Copy the listing below verbatim, from the line containing "Report one dot per instance of the grassy" through the final line of the listing, with both ends included.
Start of MATERIAL FOR THIS EXERCISE
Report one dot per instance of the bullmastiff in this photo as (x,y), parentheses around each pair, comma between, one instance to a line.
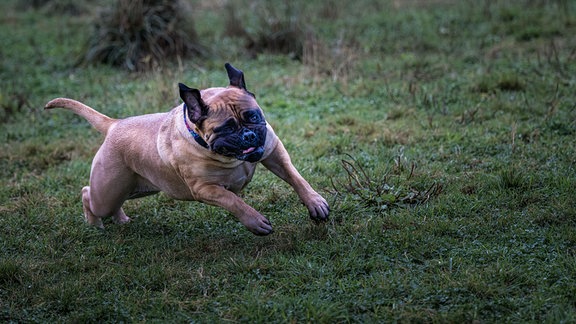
(205,149)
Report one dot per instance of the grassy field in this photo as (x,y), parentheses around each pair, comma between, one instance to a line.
(458,118)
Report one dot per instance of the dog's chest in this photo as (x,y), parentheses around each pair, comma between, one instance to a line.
(238,177)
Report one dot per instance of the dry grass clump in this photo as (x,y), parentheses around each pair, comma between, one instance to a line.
(142,34)
(276,29)
(382,191)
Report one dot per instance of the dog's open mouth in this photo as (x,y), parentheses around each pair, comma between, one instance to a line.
(252,154)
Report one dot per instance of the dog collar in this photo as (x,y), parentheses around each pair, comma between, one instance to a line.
(195,135)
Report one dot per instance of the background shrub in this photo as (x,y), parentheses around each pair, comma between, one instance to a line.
(142,34)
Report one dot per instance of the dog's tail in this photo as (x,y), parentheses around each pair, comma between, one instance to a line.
(101,122)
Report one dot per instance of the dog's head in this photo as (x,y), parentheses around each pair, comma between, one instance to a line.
(229,119)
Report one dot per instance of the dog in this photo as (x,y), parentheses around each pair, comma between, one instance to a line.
End of MATERIAL FOR THIS EXERCISE
→ COMPLETED EXERCISE:
Report one dot per instance of the grassy field in this photo as (x,y), parentheses around each pair, comma between, one instance to a line.
(458,118)
Report one dot per instance of the dog's chest in this photo as (x,y), parentheses around each pair, comma between, one instance to a line.
(238,177)
Report one dot per instance of the dry grass clump in this photo as (x,y), parentheses around each pair, comma between, one instance to a line.
(142,34)
(276,29)
(382,191)
Report one dot per instance of the dog's open mouth in this photo as (x,y), parentheses around each pair, comma between, one instance to a line.
(252,154)
Report one dot per instance of the dog collar in this photo as (x,y), parentheses around each pair, comma between, one instance to a line.
(195,135)
Report one dot per instance of the background shrub in this photo as (x,y), parentheses around each pair, comma between, one instance to a line.
(142,34)
Report one dot per instance of the dog's tail in this photo as (x,y), parentheses around each pair, comma between, one instance to a line.
(101,122)
Report one dot per instance of the dog's head in this photo as (x,y), parentheses around each pair, comma between, one instance to a line.
(229,119)
Report one dot per instance of the dog in this photo as (x,y), parentheses around each pair, comma between, one instance to a line.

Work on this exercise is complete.